■ **What is expected**: Could you copy out every line of the data where the word "pillar" occurs?

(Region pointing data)
________________

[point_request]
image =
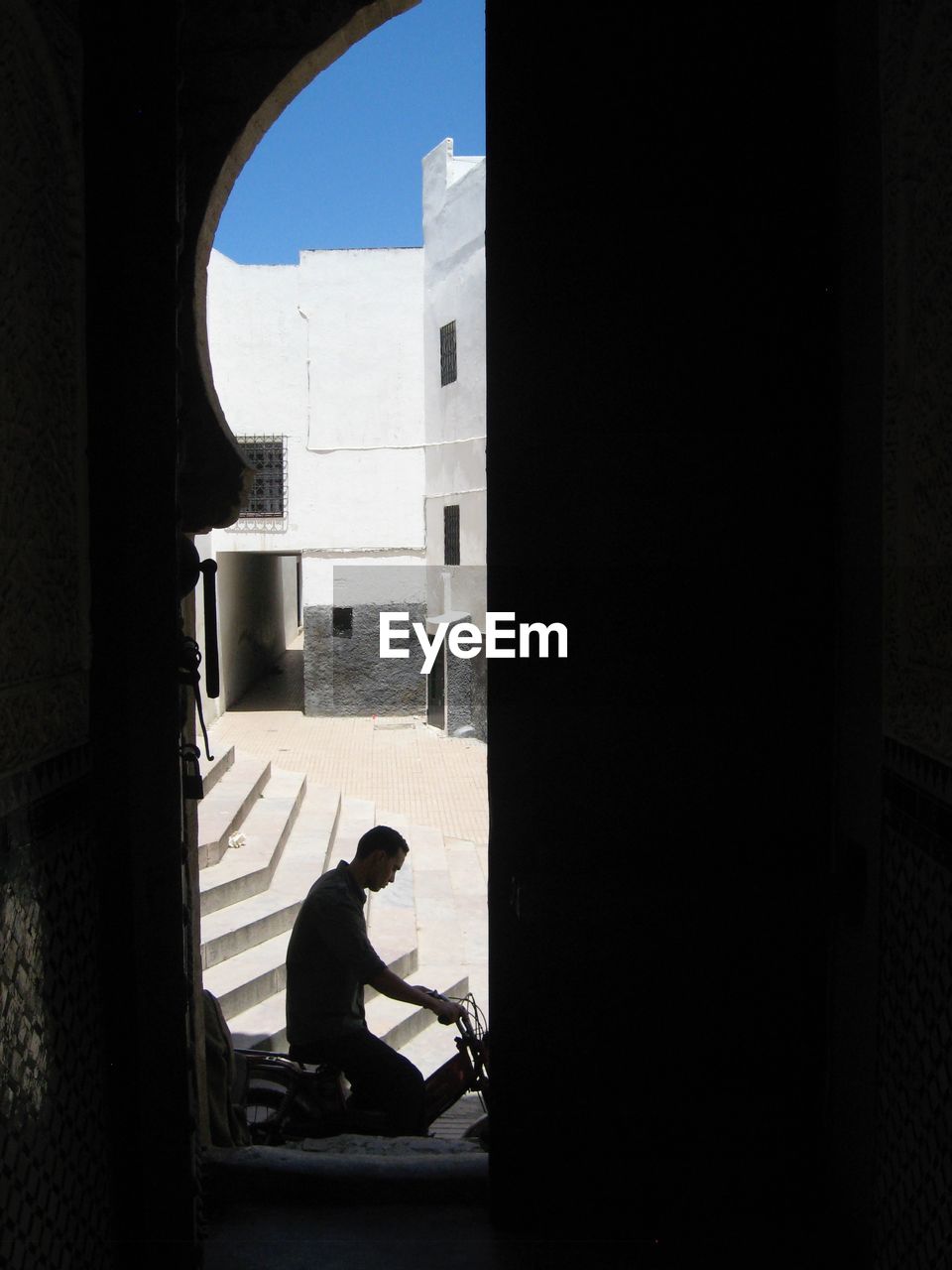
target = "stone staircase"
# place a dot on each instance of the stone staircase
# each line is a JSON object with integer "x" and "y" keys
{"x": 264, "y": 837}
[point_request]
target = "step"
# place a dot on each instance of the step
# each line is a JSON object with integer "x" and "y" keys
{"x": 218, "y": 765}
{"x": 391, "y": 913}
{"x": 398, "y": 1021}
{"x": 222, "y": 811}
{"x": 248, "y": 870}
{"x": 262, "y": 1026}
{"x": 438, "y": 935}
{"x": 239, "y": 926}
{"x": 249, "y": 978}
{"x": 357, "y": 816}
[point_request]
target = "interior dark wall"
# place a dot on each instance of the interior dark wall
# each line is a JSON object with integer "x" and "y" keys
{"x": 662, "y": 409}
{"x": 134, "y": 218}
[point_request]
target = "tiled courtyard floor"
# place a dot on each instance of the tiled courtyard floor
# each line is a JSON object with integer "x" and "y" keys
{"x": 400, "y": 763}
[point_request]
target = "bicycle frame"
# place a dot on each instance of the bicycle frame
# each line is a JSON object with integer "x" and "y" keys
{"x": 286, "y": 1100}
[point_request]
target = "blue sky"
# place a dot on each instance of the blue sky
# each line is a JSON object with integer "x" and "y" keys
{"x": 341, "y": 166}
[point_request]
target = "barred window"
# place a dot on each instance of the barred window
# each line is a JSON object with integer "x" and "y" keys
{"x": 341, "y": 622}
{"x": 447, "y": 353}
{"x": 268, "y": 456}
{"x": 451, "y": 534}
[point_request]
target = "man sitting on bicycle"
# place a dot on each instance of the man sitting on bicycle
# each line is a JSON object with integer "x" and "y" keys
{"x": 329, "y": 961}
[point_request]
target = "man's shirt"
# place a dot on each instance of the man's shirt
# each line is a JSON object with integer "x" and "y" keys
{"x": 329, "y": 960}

________________

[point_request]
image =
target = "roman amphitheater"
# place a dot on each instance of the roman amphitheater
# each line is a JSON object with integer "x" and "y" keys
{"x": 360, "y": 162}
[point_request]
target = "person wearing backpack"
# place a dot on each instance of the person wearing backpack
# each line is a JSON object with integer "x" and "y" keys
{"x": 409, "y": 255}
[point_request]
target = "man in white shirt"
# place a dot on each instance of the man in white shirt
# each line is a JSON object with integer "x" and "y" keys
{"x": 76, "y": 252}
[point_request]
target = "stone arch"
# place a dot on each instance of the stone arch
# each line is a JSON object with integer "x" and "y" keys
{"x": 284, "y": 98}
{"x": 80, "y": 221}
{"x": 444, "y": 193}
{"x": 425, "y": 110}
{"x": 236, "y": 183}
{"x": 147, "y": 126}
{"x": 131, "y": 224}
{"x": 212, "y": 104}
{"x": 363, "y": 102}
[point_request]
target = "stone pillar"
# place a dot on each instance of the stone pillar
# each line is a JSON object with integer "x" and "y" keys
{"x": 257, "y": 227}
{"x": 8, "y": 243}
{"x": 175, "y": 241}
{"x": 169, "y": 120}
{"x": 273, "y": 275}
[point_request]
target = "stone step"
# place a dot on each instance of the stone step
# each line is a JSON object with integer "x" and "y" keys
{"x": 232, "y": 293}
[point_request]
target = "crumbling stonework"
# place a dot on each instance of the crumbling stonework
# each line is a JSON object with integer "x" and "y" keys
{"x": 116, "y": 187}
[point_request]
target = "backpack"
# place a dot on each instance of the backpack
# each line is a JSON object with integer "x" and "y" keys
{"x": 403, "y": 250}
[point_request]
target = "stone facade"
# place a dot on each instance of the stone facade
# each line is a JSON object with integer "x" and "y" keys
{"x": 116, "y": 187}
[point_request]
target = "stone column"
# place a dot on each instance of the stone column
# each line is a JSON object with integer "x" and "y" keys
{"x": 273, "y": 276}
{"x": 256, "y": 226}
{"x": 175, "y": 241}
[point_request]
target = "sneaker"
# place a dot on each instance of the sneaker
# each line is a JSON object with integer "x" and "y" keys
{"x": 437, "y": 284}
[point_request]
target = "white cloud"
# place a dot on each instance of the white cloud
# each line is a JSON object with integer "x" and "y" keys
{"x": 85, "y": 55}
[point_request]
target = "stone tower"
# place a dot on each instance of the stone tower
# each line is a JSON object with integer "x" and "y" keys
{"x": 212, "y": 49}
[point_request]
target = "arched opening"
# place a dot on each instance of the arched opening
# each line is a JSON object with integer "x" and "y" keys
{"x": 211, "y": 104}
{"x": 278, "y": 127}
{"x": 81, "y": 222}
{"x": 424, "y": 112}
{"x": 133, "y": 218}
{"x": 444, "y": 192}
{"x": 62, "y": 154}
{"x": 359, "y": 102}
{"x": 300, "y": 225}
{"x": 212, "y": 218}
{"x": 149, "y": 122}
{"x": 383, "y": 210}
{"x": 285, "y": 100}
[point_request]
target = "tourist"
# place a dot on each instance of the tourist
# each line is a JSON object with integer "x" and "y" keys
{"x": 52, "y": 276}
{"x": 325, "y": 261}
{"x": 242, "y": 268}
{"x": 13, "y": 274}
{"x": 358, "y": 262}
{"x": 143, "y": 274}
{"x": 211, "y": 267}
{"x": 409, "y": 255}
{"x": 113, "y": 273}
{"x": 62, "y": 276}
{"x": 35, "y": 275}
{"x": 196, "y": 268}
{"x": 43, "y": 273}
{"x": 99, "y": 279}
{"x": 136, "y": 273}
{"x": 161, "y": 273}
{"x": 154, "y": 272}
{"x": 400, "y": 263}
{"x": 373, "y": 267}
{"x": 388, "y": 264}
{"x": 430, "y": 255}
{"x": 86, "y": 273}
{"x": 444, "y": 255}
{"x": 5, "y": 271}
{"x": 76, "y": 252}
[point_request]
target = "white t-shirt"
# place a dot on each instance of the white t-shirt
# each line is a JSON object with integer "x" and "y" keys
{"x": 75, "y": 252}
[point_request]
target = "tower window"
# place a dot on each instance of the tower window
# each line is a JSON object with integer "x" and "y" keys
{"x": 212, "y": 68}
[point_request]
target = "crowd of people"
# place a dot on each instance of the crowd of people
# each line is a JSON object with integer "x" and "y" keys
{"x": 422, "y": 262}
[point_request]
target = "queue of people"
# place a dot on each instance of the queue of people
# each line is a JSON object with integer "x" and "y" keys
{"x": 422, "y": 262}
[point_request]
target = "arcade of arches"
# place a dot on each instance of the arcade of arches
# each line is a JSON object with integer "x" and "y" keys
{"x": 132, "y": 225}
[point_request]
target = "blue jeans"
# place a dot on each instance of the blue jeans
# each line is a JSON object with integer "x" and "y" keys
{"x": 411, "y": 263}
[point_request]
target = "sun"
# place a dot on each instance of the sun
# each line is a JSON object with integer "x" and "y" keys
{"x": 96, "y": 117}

________________

■ **Solved problem**:
target = "stone pillar"
# place a dot on each instance of the stone pillar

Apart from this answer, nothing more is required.